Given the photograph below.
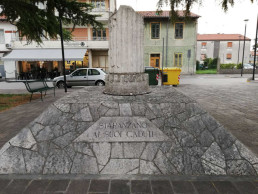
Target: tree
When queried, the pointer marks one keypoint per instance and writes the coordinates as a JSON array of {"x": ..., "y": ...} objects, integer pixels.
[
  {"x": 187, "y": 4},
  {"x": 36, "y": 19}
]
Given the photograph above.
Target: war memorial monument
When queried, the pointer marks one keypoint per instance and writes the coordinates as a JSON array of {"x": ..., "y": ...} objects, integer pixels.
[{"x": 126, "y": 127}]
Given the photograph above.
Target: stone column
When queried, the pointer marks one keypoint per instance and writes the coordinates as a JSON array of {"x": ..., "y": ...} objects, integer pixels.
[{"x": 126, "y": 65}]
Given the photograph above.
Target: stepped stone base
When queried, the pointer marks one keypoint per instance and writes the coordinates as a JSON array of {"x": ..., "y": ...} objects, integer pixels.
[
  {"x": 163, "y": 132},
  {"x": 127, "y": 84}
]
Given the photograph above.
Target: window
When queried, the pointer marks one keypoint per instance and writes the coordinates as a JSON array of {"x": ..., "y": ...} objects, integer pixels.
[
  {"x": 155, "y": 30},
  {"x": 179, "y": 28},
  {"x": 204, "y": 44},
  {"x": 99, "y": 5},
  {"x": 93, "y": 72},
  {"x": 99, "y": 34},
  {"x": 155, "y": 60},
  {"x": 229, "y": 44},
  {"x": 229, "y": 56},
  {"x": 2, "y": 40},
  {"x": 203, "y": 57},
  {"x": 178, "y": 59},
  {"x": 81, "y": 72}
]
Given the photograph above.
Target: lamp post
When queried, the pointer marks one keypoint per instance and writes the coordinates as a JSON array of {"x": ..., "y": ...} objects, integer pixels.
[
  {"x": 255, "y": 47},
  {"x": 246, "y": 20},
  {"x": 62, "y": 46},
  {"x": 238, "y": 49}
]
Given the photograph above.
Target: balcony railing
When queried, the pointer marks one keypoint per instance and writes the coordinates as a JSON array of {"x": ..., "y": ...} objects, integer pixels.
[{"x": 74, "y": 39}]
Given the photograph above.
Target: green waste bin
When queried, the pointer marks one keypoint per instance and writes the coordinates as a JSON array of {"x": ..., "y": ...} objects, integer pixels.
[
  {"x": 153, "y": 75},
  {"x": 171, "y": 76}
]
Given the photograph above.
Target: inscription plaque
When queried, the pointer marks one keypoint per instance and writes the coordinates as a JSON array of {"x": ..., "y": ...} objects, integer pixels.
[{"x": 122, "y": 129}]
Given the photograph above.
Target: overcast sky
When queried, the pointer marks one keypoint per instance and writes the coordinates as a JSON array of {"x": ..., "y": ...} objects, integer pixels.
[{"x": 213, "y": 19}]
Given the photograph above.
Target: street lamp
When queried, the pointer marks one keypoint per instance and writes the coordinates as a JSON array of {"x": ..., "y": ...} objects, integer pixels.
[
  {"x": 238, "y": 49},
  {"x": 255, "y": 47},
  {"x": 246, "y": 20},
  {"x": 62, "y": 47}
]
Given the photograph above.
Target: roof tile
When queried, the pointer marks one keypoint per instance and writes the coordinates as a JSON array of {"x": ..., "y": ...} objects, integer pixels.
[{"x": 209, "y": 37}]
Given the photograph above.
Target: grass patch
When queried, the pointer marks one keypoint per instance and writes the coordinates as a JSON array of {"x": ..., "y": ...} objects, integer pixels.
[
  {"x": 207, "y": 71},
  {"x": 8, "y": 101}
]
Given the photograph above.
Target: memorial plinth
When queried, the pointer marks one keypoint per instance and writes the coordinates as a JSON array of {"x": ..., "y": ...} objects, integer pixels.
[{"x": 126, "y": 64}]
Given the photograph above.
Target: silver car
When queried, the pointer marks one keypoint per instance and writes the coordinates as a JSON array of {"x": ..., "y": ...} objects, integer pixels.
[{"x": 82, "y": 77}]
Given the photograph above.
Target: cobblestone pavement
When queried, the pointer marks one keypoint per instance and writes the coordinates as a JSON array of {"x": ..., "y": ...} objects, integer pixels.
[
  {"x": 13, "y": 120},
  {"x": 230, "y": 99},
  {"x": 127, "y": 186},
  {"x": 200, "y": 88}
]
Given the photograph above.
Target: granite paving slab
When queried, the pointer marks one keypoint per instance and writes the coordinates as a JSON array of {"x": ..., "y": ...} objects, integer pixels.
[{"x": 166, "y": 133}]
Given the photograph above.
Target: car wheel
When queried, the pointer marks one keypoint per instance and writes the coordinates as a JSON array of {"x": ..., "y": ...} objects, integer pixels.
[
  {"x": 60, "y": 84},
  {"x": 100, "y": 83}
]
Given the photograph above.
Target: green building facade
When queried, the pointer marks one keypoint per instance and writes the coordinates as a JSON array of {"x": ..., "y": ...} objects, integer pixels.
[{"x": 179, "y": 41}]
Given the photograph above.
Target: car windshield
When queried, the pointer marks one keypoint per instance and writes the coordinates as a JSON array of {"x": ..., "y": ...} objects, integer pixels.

● ● ●

§ Instructions to follow: What lines in the listing contain "green"? Copy them all.

§ Output for this task:
Target: green waste bin
Target: green building facade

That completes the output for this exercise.